> **やること**:
以下のすべての項目について、各行を一字一句変えずにそのまま書き写す。画像は答えに含めない。

> **項目一覧**:
.....
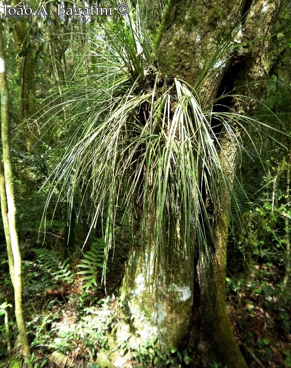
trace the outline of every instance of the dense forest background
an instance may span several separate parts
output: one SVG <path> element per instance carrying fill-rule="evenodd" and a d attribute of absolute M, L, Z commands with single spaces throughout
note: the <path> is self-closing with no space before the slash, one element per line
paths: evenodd
<path fill-rule="evenodd" d="M 16 5 L 15 2 L 10 5 Z M 154 75 L 152 83 L 144 82 L 145 94 L 153 88 L 160 91 L 167 88 L 165 84 L 163 87 L 164 75 L 155 74 L 159 60 L 154 46 L 159 29 L 164 27 L 162 20 L 167 2 L 132 1 L 127 5 L 128 14 L 120 16 L 115 10 L 118 4 L 113 1 L 112 16 L 82 15 L 76 19 L 69 14 L 58 15 L 54 1 L 43 3 L 48 15 L 38 16 L 36 12 L 42 4 L 25 1 L 25 7 L 33 9 L 32 15 L 7 16 L 0 21 L 9 93 L 23 314 L 31 354 L 23 358 L 1 220 L 0 367 L 111 367 L 113 346 L 120 358 L 115 356 L 115 367 L 196 366 L 193 363 L 194 353 L 185 341 L 165 350 L 154 338 L 131 345 L 128 334 L 119 340 L 114 334 L 120 324 L 117 312 L 122 302 L 120 288 L 137 221 L 130 215 L 129 200 L 117 196 L 119 201 L 113 204 L 105 190 L 97 193 L 96 188 L 106 186 L 119 193 L 121 183 L 109 180 L 102 184 L 104 178 L 94 165 L 97 159 L 83 135 L 98 119 L 104 119 L 97 109 L 98 104 L 112 98 L 115 93 L 113 85 L 120 88 L 121 94 L 125 90 L 122 76 L 112 69 L 114 63 L 123 65 L 129 80 L 132 75 L 137 80 L 135 73 L 145 78 Z M 64 4 L 66 9 L 101 6 L 98 1 Z M 245 10 L 247 14 L 249 9 Z M 211 21 L 216 25 L 221 15 L 212 13 Z M 291 367 L 291 5 L 287 1 L 281 7 L 271 36 L 270 72 L 264 80 L 263 95 L 259 101 L 249 102 L 255 105 L 250 115 L 251 123 L 247 128 L 240 126 L 243 139 L 237 139 L 239 153 L 231 185 L 225 280 L 227 311 L 234 336 L 250 367 Z M 247 24 L 244 26 L 246 28 Z M 243 34 L 244 30 L 241 32 L 244 38 L 240 40 L 235 27 L 228 30 L 221 37 L 225 46 L 227 41 L 228 50 L 240 43 L 240 47 L 248 47 L 253 40 Z M 134 43 L 141 35 L 142 42 L 136 42 L 131 49 L 125 47 L 123 43 Z M 141 45 L 144 53 L 147 53 L 144 61 L 141 61 Z M 154 46 L 151 48 L 149 45 Z M 210 49 L 211 44 L 208 47 Z M 123 48 L 125 51 L 118 53 Z M 220 51 L 223 52 L 228 52 Z M 101 85 L 100 75 L 102 83 L 106 78 L 110 81 L 108 89 Z M 218 116 L 226 113 L 224 106 L 238 91 L 233 87 L 226 85 L 208 111 L 217 110 L 221 114 Z M 124 104 L 124 111 L 129 108 L 126 104 L 130 95 L 127 99 L 120 97 L 116 103 Z M 238 98 L 243 101 L 242 97 Z M 130 108 L 137 108 L 134 103 Z M 110 116 L 113 104 L 104 105 Z M 151 116 L 149 111 L 145 109 L 141 119 L 146 114 Z M 132 114 L 129 116 L 129 122 L 134 120 Z M 207 118 L 216 122 L 213 132 L 218 137 L 221 133 L 218 118 Z M 102 140 L 98 142 L 102 144 Z M 86 149 L 89 153 L 84 156 Z M 127 151 L 122 149 L 118 154 L 125 157 Z M 70 161 L 64 159 L 70 158 L 71 152 L 72 160 L 78 161 L 80 154 L 77 177 L 75 167 L 66 171 Z M 138 162 L 136 157 L 134 159 Z M 127 162 L 125 159 L 125 165 Z M 98 175 L 100 183 L 97 183 Z M 150 181 L 150 175 L 147 178 Z M 133 184 L 128 185 L 131 188 Z M 138 189 L 139 185 L 142 187 L 140 183 L 136 185 Z M 101 207 L 98 195 L 105 198 L 100 202 Z M 139 203 L 139 193 L 137 197 Z M 207 199 L 203 198 L 205 203 Z M 107 205 L 104 204 L 106 200 Z M 205 213 L 209 213 L 207 204 L 205 208 Z M 3 214 L 2 205 L 1 209 Z M 201 213 L 205 214 L 202 210 Z M 114 218 L 112 231 L 107 221 L 110 216 Z M 209 362 L 208 366 L 226 366 L 217 359 Z M 241 366 L 244 366 L 238 363 Z"/>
.....
> **回答**:
trace the outline of every instance of the dense forest background
an instance may span several separate parts
output: one SVG <path> element per instance carrying fill-rule="evenodd" and a d attribute of absolute M, L, Z commands with single spaces throughout
note: the <path> is self-closing with no space before the slash, one element per line
paths: evenodd
<path fill-rule="evenodd" d="M 16 5 L 15 2 L 10 5 Z M 154 75 L 152 83 L 144 82 L 145 94 L 153 88 L 160 91 L 167 88 L 165 84 L 163 87 L 164 75 L 155 74 L 159 60 L 154 46 L 159 29 L 164 27 L 162 20 L 167 2 L 132 1 L 127 5 L 128 14 L 120 16 L 115 10 L 118 4 L 113 1 L 112 16 L 82 15 L 76 19 L 69 14 L 58 15 L 54 1 L 43 3 L 48 15 L 38 16 L 36 12 L 42 4 L 25 1 L 25 7 L 33 9 L 32 15 L 7 16 L 0 21 L 9 93 L 23 314 L 31 354 L 23 358 L 1 220 L 0 367 L 111 367 L 113 346 L 120 358 L 115 356 L 115 367 L 196 366 L 193 363 L 194 353 L 185 341 L 165 350 L 154 338 L 131 345 L 128 334 L 119 340 L 114 334 L 120 324 L 117 312 L 122 302 L 120 288 L 137 221 L 130 215 L 129 200 L 117 196 L 119 201 L 113 204 L 105 190 L 97 193 L 96 188 L 106 186 L 119 193 L 121 183 L 109 180 L 102 184 L 104 178 L 94 165 L 97 159 L 83 135 L 98 119 L 104 119 L 97 109 L 98 104 L 112 98 L 115 93 L 113 85 L 120 88 L 121 94 L 125 90 L 122 76 L 112 69 L 114 63 L 123 65 L 129 80 L 132 75 L 137 80 L 135 73 L 145 78 Z M 64 4 L 66 9 L 101 6 L 98 1 Z M 245 10 L 247 14 L 249 9 Z M 211 21 L 216 25 L 221 15 L 212 13 Z M 291 367 L 291 5 L 287 1 L 281 7 L 271 36 L 270 72 L 264 80 L 263 95 L 259 101 L 249 102 L 255 105 L 250 115 L 251 123 L 247 128 L 240 126 L 243 139 L 237 139 L 239 153 L 231 185 L 225 280 L 227 311 L 234 336 L 250 367 Z M 247 24 L 244 26 L 246 28 Z M 243 34 L 244 30 L 241 32 L 244 38 L 240 40 L 235 27 L 228 30 L 221 37 L 225 46 L 227 41 L 228 50 L 240 43 L 240 47 L 248 47 L 253 40 Z M 134 43 L 141 35 L 142 42 L 136 42 L 131 49 L 125 47 L 123 43 Z M 141 45 L 144 53 L 147 53 L 144 61 L 141 61 Z M 154 46 L 151 48 L 149 45 Z M 210 49 L 211 44 L 208 47 Z M 123 48 L 125 51 L 118 53 Z M 220 51 L 223 52 L 228 52 Z M 101 85 L 100 75 L 102 83 L 106 78 L 110 81 L 108 89 Z M 218 116 L 226 113 L 224 106 L 238 91 L 233 87 L 226 85 L 208 111 L 217 110 L 221 114 Z M 124 104 L 124 111 L 129 108 L 126 104 L 130 95 L 127 99 L 120 97 L 116 103 Z M 238 98 L 243 101 L 242 97 Z M 130 108 L 137 108 L 134 103 Z M 110 116 L 113 104 L 104 105 Z M 151 116 L 149 111 L 145 109 L 141 119 L 146 114 Z M 132 114 L 129 116 L 129 122 L 134 120 Z M 207 118 L 216 122 L 213 132 L 218 137 L 221 133 L 218 118 Z M 102 140 L 98 142 L 102 144 Z M 86 149 L 89 153 L 84 156 Z M 127 151 L 122 149 L 118 154 L 125 157 Z M 70 161 L 64 159 L 70 158 L 71 152 L 72 160 L 78 161 L 80 154 L 77 177 L 75 167 L 66 171 Z M 138 162 L 136 157 L 134 159 Z M 127 162 L 125 159 L 125 165 Z M 98 175 L 100 183 L 97 183 Z M 150 181 L 150 175 L 147 178 Z M 133 184 L 128 185 L 131 188 Z M 138 189 L 139 185 L 142 187 L 140 183 L 136 185 Z M 101 207 L 98 195 L 105 198 L 100 202 Z M 139 203 L 139 193 L 137 197 Z M 207 199 L 203 198 L 205 203 Z M 107 205 L 104 204 L 106 200 Z M 205 213 L 209 213 L 207 204 L 205 208 Z M 3 214 L 2 205 L 1 209 Z M 201 213 L 205 214 L 202 210 Z M 114 218 L 112 231 L 107 221 L 110 216 Z M 209 362 L 208 366 L 226 366 L 217 359 Z M 241 366 L 244 366 L 238 363 Z"/>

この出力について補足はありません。